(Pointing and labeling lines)
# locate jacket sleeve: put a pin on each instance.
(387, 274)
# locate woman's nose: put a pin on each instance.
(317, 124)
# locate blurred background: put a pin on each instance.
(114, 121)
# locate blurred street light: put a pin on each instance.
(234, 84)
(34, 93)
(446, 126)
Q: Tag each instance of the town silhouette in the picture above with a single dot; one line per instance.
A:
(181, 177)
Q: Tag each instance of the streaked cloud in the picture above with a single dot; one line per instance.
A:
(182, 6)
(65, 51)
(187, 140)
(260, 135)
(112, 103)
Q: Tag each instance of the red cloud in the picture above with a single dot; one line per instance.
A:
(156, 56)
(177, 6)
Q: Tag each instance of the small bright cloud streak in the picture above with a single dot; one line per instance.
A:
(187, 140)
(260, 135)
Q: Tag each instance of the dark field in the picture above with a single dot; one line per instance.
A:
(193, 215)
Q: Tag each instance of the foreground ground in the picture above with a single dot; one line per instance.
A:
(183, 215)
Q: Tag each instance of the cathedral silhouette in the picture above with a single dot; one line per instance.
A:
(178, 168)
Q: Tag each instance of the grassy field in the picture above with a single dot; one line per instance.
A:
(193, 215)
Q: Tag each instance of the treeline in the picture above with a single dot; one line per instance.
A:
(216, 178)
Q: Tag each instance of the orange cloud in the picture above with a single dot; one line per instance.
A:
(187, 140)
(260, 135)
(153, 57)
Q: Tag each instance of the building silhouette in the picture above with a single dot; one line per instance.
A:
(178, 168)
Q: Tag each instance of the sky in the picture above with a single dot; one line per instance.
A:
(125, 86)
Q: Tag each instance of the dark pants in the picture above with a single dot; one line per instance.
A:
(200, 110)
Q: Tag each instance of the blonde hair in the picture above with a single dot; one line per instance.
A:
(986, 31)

### [Task prompt]
Rewrite everything from the line containing "Q: Tag each instance of the sky" down to the end of the lines, replacing "single dot" with "single mark" and leaving all else unchanged.

### [Exercise solution]
Q: Tag each instance of the sky in the picture above with a single mark; one line per instance.
A:
(125, 86)
Q: Tag each instance of the dark pants in the picture above with a single mark; one line per instance.
A:
(200, 110)
Q: Tag each instance of the blonde hair in the picture above with a single mark; one line per instance.
A:
(986, 31)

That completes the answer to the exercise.